__Source passage__
..........

Whenever the Rev. Rob Dewey goes out to eat, he carries with him a slim stack of printed cards. Each one is about three times the size of a business card and, he hopes, more meaningful to the restaurants at which he leaves them.
“The chaplaincy is a known, trusted, caring spiritual and psychological presence,” says the informational card, which Dewey started distributing after the Greater Charleston Restaurant Association made him an associate member. Dewey, who for 28 years ran the Coastal Crisis Chaplaincy, offered his pastoral services to the organization after realizing that members of the food-and-beverage industry are facing many of the same job stressors as the first responders he’s long counseled.
Studies show the hospitality industry has a higher rate of substance use disorder than any other employment sector, with 17 percent of its workers dependent on drugs or alcohol. Experts say long hours, low pay, an unrelenting kitchen culture and the physical toll of restaurant work contribute to the mental health issues that bedevil the food-and-beverage industry.
“These folks are going through even more than what I thought,” Dewey says. “I’m not out to proselytize, but I’m out to let people know that they’re loved and supported.”
According to a GCRA spokesperson, Dewey is tasked with providing "assistance through spiritual support counseling to members during a time of crisis or times in need.” In practice, that means he works privately with anyone who phones or e-mails him for help, and leads group sessions for workplaces that have endured a shared trauma.
Dewey twice visited Tavern & Table after its manager was shot in the back during an April robbery. He also conducted a candlelight vigil at Virginia’s on King, where chef Shane Whiddon last August was fatally shot by a former employee. The night before the restaurant reopened, Dewey asked servers and bartenders to read scriptural selections aloud.
“It created some positive energy to let them know God cared about them,” says Dewey, who notes few downtown food-and-beverage workers in their 20s and 30s belong to a religious congregation. When he and his wife recently took a restaurant worker to church services, he says, it was the second time she’d ever stepped inside a church.
“They don’t have relationship that their parents did with someone who can offer spiritual guidance,” Dewey says. “(GCRA Industry Workforce & Programs director) Jill (Maynard) has called me on several occasions when bad stuff has happened that doesn’t make the news; just to let folks know they’re cared for.”
Many of the people referred to Dewey by restaurant owners or managers are confronting addiction; he says he works closely with local support group Ben’s Friends to connect them with appropriate resources.
“I just feel like we in the church have been neglectful in getting out of the church and getting to where people are,” Dewey says. “We’re responsible to get outside of our four walls.”

..........

(Excerpts from a dataset)

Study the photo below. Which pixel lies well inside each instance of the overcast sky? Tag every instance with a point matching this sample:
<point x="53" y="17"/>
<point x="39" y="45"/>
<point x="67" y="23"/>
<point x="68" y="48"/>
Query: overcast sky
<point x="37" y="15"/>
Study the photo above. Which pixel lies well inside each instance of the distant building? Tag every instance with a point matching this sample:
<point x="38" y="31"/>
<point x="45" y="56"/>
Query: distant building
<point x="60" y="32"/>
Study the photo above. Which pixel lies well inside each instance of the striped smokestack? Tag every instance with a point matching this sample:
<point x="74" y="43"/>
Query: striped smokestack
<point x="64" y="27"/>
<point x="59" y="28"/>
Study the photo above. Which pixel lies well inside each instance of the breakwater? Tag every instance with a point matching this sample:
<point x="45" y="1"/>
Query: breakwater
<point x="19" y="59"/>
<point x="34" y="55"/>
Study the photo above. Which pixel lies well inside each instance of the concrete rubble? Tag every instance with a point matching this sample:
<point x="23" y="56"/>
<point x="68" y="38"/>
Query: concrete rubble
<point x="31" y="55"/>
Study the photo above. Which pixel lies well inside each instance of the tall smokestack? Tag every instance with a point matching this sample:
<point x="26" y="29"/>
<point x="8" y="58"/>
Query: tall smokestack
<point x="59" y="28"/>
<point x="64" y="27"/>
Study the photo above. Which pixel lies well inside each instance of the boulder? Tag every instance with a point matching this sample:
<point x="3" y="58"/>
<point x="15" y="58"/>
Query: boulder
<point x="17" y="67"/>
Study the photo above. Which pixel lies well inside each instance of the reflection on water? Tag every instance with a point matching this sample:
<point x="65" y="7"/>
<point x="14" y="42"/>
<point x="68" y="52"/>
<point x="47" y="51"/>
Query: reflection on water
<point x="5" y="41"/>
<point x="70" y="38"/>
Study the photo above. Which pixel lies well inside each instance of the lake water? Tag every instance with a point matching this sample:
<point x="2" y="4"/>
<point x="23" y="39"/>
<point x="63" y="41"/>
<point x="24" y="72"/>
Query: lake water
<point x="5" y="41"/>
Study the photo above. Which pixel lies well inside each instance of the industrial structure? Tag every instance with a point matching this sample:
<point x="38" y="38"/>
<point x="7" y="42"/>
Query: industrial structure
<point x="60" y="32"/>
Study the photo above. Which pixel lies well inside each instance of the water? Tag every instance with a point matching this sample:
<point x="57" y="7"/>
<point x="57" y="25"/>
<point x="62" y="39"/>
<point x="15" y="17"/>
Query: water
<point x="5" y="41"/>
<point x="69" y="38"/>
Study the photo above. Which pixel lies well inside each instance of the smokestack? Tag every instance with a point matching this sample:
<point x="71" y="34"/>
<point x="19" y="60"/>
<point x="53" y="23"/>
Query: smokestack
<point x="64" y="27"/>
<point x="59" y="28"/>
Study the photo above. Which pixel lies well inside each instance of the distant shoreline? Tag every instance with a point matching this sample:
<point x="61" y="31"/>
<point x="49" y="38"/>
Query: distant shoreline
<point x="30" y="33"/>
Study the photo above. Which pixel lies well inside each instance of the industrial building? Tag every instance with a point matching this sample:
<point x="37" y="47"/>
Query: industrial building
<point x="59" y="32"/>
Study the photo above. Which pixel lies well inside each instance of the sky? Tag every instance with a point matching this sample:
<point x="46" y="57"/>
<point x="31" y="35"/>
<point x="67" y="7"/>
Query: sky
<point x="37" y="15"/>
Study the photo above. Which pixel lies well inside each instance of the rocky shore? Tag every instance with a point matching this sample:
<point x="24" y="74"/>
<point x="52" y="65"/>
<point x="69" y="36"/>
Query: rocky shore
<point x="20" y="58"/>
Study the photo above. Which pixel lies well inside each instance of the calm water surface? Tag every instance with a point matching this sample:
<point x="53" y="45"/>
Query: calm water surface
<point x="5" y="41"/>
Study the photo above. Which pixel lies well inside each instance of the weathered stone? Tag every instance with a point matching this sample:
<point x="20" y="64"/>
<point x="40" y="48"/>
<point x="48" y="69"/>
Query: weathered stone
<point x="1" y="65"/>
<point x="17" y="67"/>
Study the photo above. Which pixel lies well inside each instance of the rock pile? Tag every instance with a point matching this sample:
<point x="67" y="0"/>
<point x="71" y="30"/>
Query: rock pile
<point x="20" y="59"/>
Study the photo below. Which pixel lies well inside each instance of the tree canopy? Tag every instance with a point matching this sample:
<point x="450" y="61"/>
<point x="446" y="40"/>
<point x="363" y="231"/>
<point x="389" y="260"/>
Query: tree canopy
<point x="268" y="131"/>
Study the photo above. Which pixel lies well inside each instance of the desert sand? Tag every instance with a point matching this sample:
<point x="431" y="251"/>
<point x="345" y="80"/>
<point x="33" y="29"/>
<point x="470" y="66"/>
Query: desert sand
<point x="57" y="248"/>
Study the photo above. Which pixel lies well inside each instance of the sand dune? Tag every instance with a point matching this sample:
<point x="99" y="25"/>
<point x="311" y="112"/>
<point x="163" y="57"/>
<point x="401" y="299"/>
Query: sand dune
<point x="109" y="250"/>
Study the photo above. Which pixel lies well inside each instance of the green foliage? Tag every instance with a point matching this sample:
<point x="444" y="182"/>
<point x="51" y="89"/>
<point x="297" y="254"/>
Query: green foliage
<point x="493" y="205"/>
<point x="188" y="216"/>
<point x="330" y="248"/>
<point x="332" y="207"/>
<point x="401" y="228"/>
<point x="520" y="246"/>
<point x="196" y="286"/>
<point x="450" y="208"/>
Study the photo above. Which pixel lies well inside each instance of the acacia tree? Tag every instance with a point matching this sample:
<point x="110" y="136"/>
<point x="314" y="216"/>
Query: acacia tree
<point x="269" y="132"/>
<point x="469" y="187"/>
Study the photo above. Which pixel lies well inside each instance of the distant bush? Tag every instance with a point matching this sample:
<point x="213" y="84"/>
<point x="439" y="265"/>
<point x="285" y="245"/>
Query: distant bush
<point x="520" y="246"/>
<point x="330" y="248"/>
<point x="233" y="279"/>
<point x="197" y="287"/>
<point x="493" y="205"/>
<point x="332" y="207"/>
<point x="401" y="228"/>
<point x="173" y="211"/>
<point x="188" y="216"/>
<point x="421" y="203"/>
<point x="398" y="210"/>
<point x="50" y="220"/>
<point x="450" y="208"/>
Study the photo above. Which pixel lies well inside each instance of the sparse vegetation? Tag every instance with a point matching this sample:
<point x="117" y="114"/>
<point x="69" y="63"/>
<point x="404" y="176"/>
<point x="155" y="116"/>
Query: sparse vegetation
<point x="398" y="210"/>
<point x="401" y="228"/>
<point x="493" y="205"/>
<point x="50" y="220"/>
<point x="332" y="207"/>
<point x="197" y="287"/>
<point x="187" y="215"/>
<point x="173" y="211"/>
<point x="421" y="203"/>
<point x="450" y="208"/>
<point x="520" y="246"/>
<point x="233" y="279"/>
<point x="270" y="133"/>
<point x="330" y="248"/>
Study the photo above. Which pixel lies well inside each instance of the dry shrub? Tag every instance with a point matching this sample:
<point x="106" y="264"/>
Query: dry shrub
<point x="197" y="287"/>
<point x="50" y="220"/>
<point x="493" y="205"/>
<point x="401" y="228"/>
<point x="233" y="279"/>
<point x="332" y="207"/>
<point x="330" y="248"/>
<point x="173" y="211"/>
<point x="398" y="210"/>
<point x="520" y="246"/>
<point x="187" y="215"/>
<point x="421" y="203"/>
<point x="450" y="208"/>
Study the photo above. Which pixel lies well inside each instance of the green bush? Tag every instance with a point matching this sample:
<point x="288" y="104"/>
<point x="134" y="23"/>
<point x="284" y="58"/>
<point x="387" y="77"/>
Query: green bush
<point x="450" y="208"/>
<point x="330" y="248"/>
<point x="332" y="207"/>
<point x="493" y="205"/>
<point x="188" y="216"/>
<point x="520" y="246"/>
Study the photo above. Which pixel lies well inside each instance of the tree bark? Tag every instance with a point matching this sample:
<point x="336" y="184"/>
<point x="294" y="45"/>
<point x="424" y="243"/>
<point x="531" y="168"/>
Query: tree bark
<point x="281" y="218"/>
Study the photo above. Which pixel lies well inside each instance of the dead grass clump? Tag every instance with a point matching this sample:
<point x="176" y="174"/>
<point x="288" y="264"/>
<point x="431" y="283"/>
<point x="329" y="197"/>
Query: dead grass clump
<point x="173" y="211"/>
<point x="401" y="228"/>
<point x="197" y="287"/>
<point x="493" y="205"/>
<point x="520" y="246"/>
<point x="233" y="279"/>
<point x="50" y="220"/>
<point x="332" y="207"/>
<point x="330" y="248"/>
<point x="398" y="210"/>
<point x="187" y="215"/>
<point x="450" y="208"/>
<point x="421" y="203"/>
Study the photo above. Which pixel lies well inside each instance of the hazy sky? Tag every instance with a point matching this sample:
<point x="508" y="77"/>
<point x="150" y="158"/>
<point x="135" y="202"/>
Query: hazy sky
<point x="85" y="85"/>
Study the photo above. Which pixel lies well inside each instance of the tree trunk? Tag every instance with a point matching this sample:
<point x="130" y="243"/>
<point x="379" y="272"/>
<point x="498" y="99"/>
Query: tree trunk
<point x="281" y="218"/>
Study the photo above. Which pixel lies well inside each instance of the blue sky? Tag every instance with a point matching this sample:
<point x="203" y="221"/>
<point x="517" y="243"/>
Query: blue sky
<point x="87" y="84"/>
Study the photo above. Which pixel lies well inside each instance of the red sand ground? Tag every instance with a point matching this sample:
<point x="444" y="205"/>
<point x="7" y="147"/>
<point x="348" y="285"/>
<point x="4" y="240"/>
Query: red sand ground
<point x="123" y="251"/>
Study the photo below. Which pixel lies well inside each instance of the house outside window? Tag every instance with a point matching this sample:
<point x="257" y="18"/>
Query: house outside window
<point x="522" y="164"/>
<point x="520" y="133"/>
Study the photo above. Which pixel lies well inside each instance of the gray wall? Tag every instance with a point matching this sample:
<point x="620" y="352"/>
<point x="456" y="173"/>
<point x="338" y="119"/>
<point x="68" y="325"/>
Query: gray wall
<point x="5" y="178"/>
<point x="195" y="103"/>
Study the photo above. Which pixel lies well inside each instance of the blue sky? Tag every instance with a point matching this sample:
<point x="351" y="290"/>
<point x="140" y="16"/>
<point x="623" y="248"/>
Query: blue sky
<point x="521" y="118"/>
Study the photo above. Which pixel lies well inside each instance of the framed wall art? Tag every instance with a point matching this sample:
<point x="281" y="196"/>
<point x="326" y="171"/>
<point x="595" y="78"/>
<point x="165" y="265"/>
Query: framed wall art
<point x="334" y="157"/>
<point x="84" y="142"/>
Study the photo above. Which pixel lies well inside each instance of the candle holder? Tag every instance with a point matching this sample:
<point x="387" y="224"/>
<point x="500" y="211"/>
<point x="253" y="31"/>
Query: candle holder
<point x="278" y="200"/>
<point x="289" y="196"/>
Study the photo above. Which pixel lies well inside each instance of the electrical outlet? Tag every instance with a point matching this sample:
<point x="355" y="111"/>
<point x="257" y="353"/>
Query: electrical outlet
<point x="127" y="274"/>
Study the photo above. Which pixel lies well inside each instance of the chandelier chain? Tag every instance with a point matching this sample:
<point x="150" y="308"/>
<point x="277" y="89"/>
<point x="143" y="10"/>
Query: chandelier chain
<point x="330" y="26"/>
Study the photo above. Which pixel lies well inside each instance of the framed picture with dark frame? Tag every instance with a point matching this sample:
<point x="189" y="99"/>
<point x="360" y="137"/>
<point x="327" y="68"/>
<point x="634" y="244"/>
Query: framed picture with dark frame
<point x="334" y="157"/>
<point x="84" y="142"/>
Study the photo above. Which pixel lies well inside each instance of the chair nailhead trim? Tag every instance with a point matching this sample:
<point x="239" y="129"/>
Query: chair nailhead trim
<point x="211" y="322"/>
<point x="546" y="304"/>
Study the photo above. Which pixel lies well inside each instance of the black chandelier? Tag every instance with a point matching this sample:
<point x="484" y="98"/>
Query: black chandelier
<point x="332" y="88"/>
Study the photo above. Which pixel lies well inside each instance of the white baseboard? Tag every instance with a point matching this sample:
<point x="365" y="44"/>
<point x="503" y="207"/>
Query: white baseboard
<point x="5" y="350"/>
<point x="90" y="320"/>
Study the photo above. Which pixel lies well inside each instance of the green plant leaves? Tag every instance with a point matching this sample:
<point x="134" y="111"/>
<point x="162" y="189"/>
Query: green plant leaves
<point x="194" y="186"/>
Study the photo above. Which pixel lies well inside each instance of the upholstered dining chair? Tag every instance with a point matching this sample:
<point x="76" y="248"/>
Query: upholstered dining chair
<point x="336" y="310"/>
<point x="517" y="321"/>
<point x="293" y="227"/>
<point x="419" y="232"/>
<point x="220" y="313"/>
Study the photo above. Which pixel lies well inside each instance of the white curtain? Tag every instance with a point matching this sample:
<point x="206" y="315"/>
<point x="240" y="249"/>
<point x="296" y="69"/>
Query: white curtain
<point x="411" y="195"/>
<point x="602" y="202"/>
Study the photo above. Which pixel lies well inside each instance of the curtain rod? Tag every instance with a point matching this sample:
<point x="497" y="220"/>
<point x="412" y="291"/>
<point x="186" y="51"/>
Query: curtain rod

..........

__Exercise prompt__
Answer these questions from the article about Rob Dewey:
(a) For how many years did Dewey run the Coastal Crisis Chaplaincy?
(b) What percentage of hospitality workers are dependent on drugs or alcohol?
(c) Which local support group does Dewey work with to connect people confronting addiction to resources?
The rows stand apart from the article about Rob Dewey and bear no relation to it.

__Written answer__
(a) 28 years
(b) 17 percent
(c) Ben's Friends